[Data for the task]:
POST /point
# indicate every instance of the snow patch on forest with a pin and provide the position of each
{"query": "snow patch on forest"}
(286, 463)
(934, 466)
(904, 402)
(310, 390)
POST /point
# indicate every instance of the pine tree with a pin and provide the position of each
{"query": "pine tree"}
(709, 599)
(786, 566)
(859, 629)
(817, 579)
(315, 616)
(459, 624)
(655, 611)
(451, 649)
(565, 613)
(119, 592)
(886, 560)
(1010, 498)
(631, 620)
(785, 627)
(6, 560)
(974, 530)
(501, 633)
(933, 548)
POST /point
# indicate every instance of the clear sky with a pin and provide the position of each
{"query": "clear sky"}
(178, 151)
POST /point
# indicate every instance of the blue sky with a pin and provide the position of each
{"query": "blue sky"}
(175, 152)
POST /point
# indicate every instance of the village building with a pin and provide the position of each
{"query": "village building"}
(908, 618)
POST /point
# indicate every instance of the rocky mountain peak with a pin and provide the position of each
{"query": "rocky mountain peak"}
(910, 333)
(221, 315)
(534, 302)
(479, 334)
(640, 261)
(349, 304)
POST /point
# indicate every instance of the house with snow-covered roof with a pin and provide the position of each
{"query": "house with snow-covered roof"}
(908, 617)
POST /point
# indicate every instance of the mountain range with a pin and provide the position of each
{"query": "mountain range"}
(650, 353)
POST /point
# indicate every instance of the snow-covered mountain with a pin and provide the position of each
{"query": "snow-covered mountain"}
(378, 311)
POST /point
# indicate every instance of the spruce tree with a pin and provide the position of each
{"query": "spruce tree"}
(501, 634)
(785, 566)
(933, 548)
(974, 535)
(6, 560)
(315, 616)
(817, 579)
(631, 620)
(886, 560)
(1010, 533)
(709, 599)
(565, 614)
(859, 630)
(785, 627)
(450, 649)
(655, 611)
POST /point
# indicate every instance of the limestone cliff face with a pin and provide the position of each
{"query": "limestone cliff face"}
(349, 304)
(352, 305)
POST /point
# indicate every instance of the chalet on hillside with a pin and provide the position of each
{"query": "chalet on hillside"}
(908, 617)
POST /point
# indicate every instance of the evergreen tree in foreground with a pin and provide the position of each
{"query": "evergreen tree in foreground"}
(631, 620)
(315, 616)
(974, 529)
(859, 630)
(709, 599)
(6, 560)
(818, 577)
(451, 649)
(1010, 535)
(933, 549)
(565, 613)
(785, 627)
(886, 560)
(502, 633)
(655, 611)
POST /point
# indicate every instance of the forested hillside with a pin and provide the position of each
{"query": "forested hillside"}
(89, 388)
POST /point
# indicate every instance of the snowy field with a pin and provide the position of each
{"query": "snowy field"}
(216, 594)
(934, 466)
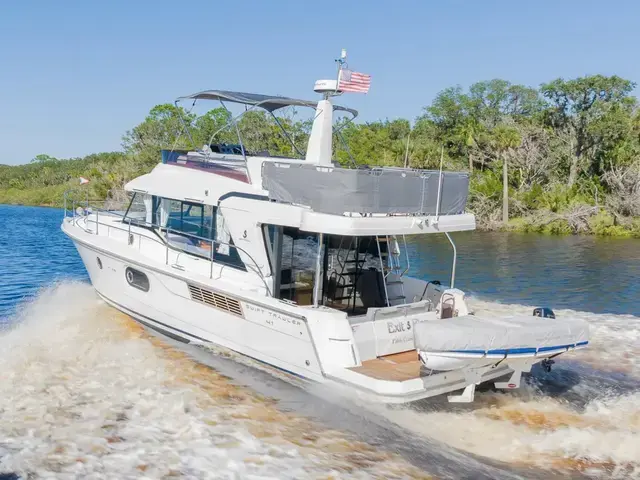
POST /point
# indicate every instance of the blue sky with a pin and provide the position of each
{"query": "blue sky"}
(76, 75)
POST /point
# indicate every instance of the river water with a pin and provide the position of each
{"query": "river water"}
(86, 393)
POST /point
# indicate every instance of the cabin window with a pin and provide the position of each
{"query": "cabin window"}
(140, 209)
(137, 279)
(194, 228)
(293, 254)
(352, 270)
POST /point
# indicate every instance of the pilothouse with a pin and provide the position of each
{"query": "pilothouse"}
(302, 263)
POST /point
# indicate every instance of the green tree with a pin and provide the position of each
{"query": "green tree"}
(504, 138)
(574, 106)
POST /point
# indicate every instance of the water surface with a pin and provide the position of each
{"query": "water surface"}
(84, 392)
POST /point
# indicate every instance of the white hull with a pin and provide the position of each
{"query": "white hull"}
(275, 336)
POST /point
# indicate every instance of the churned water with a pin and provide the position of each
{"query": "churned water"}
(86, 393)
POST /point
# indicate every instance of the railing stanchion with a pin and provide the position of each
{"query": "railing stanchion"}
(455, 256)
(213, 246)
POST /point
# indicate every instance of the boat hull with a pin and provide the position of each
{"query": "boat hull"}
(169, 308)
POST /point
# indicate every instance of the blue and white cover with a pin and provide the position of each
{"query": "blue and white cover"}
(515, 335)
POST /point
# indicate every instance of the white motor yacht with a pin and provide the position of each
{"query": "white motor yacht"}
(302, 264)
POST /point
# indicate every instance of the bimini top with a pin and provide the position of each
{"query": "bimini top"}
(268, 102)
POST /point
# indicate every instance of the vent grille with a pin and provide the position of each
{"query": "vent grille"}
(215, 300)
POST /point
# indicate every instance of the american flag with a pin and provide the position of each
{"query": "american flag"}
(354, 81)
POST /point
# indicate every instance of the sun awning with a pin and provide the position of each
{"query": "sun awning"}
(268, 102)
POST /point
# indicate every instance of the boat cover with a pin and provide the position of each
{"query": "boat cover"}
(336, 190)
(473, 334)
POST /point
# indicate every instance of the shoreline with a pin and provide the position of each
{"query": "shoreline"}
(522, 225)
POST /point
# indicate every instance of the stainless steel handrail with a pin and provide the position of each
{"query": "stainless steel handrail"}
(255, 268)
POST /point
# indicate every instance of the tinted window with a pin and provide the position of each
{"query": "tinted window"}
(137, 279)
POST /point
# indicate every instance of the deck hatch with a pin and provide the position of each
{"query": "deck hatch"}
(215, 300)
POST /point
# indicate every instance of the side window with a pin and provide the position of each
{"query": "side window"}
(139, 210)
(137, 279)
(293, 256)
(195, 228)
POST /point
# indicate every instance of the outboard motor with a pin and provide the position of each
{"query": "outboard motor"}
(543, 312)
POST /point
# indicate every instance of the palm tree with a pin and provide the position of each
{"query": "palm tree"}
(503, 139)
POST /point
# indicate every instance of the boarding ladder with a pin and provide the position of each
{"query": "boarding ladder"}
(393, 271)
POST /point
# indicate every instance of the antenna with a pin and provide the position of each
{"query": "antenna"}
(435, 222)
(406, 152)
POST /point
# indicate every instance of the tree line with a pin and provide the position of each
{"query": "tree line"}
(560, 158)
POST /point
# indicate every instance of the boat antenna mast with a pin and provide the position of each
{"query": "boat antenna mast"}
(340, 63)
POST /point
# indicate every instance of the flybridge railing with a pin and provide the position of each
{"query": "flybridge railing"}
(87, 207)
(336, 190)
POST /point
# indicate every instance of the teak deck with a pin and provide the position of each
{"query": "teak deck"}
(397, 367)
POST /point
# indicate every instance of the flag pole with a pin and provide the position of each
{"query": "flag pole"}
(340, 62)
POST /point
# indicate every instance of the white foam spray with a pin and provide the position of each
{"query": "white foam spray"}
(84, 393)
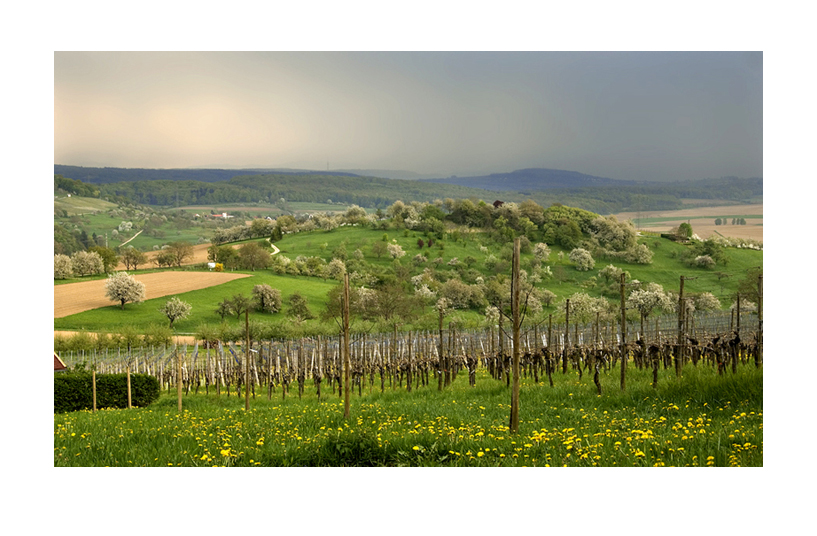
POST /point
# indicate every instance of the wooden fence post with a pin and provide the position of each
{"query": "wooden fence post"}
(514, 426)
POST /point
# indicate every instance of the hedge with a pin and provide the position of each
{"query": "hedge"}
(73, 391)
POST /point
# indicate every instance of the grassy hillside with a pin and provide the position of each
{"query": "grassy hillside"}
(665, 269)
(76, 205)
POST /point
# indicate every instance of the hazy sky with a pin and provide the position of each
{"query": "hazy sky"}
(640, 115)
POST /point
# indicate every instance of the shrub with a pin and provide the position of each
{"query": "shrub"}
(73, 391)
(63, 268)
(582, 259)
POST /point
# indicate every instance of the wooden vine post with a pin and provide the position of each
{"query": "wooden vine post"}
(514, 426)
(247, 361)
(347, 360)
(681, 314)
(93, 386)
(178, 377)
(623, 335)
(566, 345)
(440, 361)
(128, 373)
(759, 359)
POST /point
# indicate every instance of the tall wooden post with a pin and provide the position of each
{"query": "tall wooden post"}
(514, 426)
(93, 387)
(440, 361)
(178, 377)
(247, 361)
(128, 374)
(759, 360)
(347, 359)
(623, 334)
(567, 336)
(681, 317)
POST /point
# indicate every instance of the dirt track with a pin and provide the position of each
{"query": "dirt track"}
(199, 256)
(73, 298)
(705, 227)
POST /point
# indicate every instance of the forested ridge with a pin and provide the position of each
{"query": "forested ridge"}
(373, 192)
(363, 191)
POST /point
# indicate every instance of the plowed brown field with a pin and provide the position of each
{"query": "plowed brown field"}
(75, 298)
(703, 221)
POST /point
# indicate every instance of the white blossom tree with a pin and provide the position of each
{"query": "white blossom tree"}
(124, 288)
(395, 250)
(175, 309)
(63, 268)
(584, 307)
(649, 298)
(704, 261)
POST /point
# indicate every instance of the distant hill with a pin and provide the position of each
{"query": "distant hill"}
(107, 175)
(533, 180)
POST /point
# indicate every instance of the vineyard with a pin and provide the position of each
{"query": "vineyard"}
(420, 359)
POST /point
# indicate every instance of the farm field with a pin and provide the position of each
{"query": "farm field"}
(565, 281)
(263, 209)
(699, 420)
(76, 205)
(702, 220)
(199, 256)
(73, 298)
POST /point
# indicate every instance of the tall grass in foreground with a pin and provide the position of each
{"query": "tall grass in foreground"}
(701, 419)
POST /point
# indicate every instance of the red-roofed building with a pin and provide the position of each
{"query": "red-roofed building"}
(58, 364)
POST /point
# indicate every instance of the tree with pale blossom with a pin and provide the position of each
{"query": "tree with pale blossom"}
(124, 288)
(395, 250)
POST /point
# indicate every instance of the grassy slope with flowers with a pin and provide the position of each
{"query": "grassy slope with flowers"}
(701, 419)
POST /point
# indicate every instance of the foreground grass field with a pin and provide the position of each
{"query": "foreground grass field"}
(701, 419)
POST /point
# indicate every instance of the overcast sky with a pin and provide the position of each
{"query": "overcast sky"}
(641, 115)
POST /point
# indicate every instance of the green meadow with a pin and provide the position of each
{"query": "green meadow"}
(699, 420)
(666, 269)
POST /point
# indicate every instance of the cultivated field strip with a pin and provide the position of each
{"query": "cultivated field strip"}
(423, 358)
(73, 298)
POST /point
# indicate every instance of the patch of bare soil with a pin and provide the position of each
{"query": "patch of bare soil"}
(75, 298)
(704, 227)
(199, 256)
==
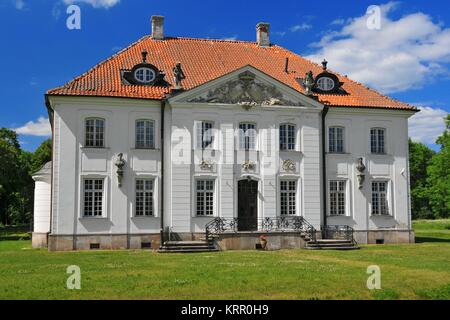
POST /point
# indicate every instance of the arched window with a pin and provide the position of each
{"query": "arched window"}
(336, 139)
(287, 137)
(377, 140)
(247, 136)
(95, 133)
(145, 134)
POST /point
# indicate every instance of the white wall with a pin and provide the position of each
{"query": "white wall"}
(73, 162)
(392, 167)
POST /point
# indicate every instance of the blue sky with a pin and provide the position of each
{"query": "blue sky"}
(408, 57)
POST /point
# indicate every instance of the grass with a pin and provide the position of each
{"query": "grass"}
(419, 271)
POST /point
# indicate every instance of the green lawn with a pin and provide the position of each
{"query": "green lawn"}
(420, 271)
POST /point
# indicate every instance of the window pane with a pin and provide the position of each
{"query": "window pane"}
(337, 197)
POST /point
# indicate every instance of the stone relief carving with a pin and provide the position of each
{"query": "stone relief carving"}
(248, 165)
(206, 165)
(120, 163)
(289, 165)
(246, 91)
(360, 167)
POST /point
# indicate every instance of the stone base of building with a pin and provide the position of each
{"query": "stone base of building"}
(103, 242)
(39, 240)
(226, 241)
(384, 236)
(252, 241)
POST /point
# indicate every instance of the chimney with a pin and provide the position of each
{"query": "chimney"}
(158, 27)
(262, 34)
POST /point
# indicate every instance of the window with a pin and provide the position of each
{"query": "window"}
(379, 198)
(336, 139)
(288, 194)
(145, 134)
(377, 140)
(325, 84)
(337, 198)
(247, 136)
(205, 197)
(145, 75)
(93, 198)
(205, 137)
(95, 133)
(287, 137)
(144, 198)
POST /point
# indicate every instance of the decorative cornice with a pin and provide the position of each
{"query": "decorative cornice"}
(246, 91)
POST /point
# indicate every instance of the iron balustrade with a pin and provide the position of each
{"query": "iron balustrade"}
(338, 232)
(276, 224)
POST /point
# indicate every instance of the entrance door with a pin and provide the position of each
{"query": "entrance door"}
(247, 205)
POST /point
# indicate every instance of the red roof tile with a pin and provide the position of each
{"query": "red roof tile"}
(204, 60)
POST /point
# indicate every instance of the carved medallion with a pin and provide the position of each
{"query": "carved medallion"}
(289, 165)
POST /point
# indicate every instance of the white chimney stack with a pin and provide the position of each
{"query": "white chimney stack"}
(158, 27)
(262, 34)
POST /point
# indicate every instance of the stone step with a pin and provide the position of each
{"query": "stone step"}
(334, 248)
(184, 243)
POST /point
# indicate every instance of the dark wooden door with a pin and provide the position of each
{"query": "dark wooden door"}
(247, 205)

[Work task]:
From the records above, copy out the line with "# indicate every instance of the forested ridge", the line with "# indicate every instance of the farm", and every line between them, word for word.

[Exercise result]:
# indicate every instance of the forested ridge with a pin and provide the position of each
{"query": "forested ridge"}
(373, 192)
(363, 191)
POST /point
# indicate every instance of the plowed brown field with a pin and provide the position of each
{"query": "plowed brown field"}
(75, 298)
(703, 221)
POST /point
# indicate every instance of the white blossom tree with a pin and provide the position of each
{"query": "white blossom tree"}
(124, 288)
(395, 250)
(175, 309)
(63, 268)
(584, 307)
(649, 298)
(704, 261)
POST /point
# indicate every instance of the distant hill with a pin and provide the position of each
{"query": "distant hill"}
(107, 175)
(533, 180)
POST /point
# indicate every instance of the vineyard with a pin and provide the position of each
{"query": "vineyard"}
(420, 359)
POST /point
# indicate every instance of the farm field with a pin and provide the position of each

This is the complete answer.